§ Do this
Return only this: the line with "Target: white tile floor" and all the lines that follow it below, through the final one, exactly as they are.

§ Data lines
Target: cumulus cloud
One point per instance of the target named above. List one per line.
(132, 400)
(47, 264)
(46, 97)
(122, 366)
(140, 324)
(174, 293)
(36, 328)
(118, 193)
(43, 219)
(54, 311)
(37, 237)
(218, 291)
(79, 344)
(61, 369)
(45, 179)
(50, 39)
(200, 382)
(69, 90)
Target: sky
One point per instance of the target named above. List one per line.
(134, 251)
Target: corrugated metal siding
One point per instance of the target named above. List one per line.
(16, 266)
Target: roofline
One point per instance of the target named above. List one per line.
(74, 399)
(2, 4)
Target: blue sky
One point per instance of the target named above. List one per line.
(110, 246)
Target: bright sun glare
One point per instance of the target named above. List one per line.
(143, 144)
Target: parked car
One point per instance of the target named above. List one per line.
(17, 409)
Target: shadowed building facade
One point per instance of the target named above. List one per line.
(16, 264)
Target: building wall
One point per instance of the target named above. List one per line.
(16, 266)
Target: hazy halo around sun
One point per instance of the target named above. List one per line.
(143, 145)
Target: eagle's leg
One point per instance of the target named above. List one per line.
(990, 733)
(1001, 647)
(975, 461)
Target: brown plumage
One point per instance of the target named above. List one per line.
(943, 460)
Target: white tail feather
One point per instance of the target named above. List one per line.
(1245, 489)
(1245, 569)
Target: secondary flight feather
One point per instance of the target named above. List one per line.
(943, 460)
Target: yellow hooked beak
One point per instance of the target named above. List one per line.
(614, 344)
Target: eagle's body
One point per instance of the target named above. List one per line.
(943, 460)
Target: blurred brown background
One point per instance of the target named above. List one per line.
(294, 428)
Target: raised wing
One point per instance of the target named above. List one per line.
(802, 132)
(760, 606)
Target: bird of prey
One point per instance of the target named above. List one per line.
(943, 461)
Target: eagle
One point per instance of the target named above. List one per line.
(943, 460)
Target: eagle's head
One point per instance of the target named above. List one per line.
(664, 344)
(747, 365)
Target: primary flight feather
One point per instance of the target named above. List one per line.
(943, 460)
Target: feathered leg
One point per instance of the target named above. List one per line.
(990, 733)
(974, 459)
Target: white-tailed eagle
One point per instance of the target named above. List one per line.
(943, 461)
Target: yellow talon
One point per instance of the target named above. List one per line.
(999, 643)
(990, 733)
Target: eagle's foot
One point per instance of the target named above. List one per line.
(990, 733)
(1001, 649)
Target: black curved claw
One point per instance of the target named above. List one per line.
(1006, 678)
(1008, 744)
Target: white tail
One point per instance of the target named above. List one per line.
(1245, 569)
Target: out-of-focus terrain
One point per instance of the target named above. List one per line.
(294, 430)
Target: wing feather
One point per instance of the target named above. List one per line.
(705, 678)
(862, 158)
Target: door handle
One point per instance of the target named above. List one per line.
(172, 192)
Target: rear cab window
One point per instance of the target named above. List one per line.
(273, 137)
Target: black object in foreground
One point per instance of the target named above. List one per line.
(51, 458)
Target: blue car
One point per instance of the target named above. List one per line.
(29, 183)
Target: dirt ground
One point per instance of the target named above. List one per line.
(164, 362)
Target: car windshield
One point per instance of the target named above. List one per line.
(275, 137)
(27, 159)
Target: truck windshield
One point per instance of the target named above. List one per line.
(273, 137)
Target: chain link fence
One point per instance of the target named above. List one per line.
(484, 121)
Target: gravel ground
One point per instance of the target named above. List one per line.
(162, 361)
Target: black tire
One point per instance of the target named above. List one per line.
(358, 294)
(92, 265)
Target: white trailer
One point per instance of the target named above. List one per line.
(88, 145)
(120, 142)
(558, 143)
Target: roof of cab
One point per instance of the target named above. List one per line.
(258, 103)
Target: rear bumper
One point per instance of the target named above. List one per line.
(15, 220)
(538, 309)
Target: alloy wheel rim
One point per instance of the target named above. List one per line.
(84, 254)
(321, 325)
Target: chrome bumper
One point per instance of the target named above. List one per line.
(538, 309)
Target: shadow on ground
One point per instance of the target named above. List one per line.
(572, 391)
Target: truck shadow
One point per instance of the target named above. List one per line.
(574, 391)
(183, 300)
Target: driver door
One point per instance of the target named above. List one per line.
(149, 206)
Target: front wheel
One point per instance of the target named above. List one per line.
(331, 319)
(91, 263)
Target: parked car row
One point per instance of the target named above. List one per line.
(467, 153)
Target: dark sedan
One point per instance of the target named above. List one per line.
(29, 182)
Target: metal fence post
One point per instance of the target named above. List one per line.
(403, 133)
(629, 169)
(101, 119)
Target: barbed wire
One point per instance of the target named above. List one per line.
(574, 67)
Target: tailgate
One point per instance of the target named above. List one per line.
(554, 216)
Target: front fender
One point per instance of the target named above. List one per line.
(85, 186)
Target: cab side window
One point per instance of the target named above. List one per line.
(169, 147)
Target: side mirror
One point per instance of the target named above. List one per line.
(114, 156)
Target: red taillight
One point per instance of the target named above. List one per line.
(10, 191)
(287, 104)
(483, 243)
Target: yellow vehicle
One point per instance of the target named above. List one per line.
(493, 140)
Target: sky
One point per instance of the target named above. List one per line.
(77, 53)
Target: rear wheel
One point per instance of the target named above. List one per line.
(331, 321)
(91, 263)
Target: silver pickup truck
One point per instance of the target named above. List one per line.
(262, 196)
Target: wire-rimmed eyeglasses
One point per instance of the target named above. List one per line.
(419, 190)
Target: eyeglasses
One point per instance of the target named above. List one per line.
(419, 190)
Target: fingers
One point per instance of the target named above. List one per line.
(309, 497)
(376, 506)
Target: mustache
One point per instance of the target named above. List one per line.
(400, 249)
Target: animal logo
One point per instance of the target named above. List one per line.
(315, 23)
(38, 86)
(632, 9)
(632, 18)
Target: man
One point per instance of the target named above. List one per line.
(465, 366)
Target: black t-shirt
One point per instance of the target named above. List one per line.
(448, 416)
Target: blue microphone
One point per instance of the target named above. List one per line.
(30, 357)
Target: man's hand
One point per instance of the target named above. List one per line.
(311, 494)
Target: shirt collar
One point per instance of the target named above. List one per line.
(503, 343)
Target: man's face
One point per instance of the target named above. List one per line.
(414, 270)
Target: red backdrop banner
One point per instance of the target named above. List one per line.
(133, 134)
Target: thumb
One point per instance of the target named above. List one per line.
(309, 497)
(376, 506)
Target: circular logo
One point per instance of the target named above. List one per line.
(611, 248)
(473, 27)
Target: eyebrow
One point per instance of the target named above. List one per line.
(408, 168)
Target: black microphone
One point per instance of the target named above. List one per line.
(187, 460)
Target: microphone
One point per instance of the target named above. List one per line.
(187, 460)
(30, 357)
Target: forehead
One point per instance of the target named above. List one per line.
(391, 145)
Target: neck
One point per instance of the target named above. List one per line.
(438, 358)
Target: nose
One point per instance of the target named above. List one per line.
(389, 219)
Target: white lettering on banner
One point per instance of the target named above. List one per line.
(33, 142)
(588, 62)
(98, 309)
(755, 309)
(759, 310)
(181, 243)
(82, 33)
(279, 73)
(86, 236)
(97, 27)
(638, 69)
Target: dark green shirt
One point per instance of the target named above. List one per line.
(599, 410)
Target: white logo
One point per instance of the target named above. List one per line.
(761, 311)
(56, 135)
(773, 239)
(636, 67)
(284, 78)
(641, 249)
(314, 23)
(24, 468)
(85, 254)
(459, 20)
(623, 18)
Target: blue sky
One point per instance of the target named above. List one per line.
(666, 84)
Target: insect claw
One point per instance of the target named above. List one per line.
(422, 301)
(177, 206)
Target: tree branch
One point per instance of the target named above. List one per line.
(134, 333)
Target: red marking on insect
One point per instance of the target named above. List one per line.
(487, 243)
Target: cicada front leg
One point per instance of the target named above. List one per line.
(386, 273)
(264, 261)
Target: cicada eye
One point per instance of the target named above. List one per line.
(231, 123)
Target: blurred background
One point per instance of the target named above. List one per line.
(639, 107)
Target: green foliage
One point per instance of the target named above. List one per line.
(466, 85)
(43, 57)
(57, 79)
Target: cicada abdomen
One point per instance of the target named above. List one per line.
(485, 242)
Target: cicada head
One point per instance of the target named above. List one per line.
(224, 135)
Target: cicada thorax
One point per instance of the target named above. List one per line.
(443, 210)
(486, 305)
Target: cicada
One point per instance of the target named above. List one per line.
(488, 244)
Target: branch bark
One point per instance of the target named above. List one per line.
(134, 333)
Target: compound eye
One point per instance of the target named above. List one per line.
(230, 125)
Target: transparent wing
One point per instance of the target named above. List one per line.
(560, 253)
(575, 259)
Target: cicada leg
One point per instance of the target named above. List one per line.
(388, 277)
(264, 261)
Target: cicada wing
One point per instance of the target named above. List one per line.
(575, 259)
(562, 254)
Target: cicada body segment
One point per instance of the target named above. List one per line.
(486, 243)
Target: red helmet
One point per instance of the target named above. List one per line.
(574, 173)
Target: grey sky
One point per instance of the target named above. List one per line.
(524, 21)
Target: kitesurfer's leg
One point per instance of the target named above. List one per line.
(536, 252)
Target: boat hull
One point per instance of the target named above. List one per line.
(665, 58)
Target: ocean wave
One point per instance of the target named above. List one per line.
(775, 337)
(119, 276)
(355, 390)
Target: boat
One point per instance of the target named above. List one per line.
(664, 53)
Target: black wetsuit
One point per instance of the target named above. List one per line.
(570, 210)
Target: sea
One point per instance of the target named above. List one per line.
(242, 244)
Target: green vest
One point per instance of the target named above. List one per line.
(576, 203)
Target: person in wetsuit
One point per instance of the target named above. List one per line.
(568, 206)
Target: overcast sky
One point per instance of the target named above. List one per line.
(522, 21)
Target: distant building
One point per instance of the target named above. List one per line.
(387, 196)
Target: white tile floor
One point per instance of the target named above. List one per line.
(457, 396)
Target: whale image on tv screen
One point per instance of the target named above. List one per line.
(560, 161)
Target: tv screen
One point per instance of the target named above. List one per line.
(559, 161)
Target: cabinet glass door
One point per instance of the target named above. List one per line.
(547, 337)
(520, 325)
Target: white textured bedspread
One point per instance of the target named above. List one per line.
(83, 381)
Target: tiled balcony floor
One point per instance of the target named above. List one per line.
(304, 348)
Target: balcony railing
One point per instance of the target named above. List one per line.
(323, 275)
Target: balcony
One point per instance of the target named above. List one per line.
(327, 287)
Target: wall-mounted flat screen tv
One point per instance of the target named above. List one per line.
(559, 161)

§ Result
Target: white tile floor
One point per instance of the target named above. List one per line.
(457, 396)
Target: whale image on tv screen
One point per instance of the target named above. List one per line.
(560, 161)
Target: tv screen
One point per instance of the target named above. List one per line.
(559, 161)
Target: cabinet glass door
One point per instance of the target named above. List one per line.
(547, 337)
(520, 325)
Target: white textured bedspread
One point per instance of the target named above. List one per line.
(83, 381)
Target: tiled balcony floor
One point per instance of the target named above. List one per line.
(304, 348)
Target: balcony railing
One point per instance of the target named above. List one per line.
(323, 275)
Target: balcony
One point per instance of the target named above. List one per line.
(327, 287)
Target: wall-mounted flat screen tv
One point per instance of the target named above. List one per line.
(559, 161)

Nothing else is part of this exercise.